- _ACTION ITEM_
Copy out every line of the data that follows, exactly.

- _PROVIDED DATA_
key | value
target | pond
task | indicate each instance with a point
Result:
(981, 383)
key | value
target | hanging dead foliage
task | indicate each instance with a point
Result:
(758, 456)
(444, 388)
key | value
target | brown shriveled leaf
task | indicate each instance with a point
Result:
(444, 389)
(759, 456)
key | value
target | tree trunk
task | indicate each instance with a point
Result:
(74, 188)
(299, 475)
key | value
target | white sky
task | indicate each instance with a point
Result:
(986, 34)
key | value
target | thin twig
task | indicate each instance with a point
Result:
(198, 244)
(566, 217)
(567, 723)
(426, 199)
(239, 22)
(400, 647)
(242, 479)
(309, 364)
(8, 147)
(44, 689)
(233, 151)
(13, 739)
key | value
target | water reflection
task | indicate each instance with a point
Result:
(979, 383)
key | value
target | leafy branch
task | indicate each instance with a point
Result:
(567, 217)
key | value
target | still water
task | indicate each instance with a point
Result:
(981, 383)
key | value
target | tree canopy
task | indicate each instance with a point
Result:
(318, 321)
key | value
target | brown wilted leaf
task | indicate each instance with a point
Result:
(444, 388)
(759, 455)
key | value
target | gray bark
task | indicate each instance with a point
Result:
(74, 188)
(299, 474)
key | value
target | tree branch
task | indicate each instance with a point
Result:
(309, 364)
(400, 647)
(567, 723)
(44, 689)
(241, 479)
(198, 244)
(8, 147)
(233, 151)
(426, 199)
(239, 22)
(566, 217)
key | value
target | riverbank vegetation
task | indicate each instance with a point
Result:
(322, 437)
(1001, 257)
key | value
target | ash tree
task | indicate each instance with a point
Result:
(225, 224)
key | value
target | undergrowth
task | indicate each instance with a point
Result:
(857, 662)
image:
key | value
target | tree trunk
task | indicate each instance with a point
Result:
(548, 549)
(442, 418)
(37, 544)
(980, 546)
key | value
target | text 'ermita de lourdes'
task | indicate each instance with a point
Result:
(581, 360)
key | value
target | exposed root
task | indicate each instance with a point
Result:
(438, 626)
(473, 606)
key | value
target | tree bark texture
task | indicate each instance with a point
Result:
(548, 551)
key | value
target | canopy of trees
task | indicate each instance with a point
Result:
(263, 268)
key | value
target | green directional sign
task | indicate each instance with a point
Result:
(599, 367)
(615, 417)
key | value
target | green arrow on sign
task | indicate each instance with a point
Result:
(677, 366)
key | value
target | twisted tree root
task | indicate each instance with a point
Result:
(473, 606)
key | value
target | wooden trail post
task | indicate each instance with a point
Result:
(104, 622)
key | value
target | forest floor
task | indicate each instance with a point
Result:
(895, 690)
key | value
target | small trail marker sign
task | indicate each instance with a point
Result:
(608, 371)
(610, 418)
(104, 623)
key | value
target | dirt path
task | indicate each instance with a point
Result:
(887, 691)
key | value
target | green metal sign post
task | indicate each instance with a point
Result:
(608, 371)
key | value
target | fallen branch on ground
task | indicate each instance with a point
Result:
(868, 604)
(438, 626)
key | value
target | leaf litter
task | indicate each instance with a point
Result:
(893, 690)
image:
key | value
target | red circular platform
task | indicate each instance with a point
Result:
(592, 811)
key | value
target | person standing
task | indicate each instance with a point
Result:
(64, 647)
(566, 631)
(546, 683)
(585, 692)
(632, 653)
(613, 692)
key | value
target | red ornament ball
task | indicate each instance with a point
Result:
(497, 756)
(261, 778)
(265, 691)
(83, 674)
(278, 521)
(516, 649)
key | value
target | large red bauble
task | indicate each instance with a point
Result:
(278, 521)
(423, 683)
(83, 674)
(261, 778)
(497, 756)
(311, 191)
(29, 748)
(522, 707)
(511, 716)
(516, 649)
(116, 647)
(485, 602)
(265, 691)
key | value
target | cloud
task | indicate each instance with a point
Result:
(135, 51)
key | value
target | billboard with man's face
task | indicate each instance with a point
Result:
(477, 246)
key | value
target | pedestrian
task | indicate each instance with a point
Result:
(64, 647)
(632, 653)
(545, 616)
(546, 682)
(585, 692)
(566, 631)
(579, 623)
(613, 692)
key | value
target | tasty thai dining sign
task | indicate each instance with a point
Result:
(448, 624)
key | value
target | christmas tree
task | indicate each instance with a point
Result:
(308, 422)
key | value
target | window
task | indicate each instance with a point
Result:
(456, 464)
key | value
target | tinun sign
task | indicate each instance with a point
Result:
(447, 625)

- _RESPONSE TO THIS EXERCISE_
key | value
target | pond
task | indicate each instance with a point
Result:
(981, 383)
key | value
target | hanging dead foliage
task | indicate each instance with a point
Result:
(758, 456)
(444, 388)
key | value
target | brown shriveled leaf
task | indicate each instance with a point
Result:
(444, 389)
(759, 456)
key | value
target | tree trunk
task | indicate each instance with a point
Result:
(74, 188)
(299, 475)
key | value
target | white sky
task | indicate each instance with a point
Result:
(986, 34)
key | value
target | thin twig
task | indicate each instance with a point
Result:
(198, 244)
(566, 217)
(567, 723)
(426, 199)
(239, 22)
(400, 647)
(242, 479)
(309, 364)
(8, 147)
(44, 689)
(233, 151)
(13, 739)
key | value
target | water reflection
task | indicate each instance with a point
Result:
(979, 383)
key | value
target | leafy branch
task | indicate each instance with a point
Result:
(567, 217)
key | value
target | still water
task | indicate each instance with a point
Result:
(981, 383)
key | value
target | tree canopy
task | indicate each instance with a point
Result:
(318, 321)
key | value
target | brown wilted leaf
task | indicate each instance with a point
Result:
(444, 388)
(759, 455)
key | value
target | gray bark
task | indicate each instance with a point
Result:
(74, 188)
(299, 474)
key | value
target | tree branch
task | indicate each instance with a point
Result:
(309, 364)
(400, 647)
(567, 723)
(44, 689)
(241, 479)
(198, 244)
(8, 147)
(233, 151)
(426, 199)
(239, 22)
(566, 217)
key | value
target | riverbank vegetation
task | indicate each instance with a point
Result:
(322, 437)
(1001, 257)
key | value
target | ash tree
task | indicate each instance with a point
Result:
(225, 224)
key | value
target | undergrowth
task | indicate each instance with a point
Result:
(857, 662)
image:
key | value
target | tree trunk
task | indicate each instance with a point
Result:
(548, 549)
(442, 418)
(37, 544)
(980, 546)
key | value
target | text 'ermita de lourdes'
task | indicate each instance with a point
Result:
(581, 360)
key | value
target | exposed root
task | indicate each instance with a point
Result:
(438, 626)
(473, 606)
key | value
target | tree bark texture
task | indicate each instance with a point
Result:
(548, 551)
key | value
target | canopy of trees
task | indicate each instance with a point
Result:
(263, 268)
key | value
target | green directional sign
task | indicate each instance with a point
Result:
(599, 367)
(615, 417)
key | value
target | green arrow on sign
task | indicate each instance with a point
Result:
(677, 366)
key | value
target | twisted tree root
task | indicate each instance with a point
Result:
(473, 606)
key | value
target | wooden trail post
task | indicate each instance with a point
Result:
(104, 622)
key | value
target | forest floor
task | indicate each instance with a point
Result:
(895, 690)
key | value
target | small trail marker sign
task | indicate each instance with a point
Result:
(608, 371)
(610, 418)
(104, 623)
key | value
target | dirt path
task | indicate each instance with a point
Result:
(887, 691)
key | value
target | green metal sign post
task | indicate each instance with a point
Result:
(608, 371)
key | value
target | fallen branch on ground
task | indicate each instance with a point
Result:
(868, 604)
(438, 626)
key | value
target | leaf litter
task | indicate each instance with a point
Result:
(893, 690)
image:
key | value
target | red circular platform
task | indicate each instance with a point
Result:
(592, 811)
key | value
target | person standing
task | indicate each instance with a point
Result:
(64, 647)
(566, 631)
(546, 683)
(585, 692)
(632, 653)
(613, 692)
key | value
target | red ornament ball
task | indicate each instance with a point
Result:
(497, 756)
(261, 778)
(265, 691)
(83, 674)
(278, 521)
(516, 649)
key | value
target | large red bauble
task | indicate each instance with a point
Result:
(278, 521)
(423, 683)
(83, 674)
(261, 778)
(497, 756)
(311, 191)
(29, 748)
(522, 707)
(511, 716)
(516, 649)
(116, 647)
(485, 602)
(265, 691)
key | value
target | cloud
task | indicate each instance with a point
Result:
(135, 51)
key | value
target | billboard with man's face
task | indicate each instance with a point
Result:
(477, 246)
key | value
target | pedestrian
task | indicate each instance with a point
Result:
(64, 647)
(632, 653)
(545, 616)
(546, 682)
(585, 692)
(566, 631)
(579, 623)
(613, 692)
key | value
target | tasty thai dining sign
task | indicate each instance with a point
Result:
(448, 624)
key | value
target | christmas tree
task | indicate each instance with a point
Result:
(308, 422)
key | value
target | window
task | indicate each instance with a point
Result:
(456, 464)
key | value
target | tinun sign
task | indicate each instance with a point
Result:
(447, 625)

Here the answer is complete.